DATA RECORDS below:

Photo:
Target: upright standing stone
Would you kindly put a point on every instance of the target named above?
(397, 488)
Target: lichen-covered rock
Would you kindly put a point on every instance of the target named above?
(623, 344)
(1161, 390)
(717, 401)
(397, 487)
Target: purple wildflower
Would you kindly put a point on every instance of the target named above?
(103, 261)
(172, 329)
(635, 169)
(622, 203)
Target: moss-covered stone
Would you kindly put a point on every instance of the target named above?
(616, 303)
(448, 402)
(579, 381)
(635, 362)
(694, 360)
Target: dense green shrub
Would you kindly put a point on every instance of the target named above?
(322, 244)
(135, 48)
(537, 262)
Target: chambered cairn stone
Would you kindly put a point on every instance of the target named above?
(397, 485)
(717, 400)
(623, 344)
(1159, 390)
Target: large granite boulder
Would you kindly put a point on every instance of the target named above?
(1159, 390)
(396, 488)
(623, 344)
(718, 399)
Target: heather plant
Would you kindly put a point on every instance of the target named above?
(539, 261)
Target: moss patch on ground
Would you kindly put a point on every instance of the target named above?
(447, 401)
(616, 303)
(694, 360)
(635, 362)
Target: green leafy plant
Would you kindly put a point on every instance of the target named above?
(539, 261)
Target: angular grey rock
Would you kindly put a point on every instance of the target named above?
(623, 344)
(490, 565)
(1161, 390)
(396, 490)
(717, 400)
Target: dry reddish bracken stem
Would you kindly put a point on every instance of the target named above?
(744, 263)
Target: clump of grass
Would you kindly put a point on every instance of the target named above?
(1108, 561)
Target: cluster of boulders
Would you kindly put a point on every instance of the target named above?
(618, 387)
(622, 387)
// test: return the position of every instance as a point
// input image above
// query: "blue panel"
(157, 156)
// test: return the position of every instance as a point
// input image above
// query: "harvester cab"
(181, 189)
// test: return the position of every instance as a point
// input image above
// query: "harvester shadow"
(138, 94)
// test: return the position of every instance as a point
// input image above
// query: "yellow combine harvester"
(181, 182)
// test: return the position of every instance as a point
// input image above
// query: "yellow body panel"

End of DATA RECORDS.

> [WHAT THE TASK REQUIRES] Through the line that holds "Target: lichen-covered rock", repeat the material above exactly, starting at its first line.

> [RESPONSE AREA]
Photo:
Target: upright standing stone
Would you kindly put a point on every instance of the target named above?
(397, 488)
Target: lichen-covered rock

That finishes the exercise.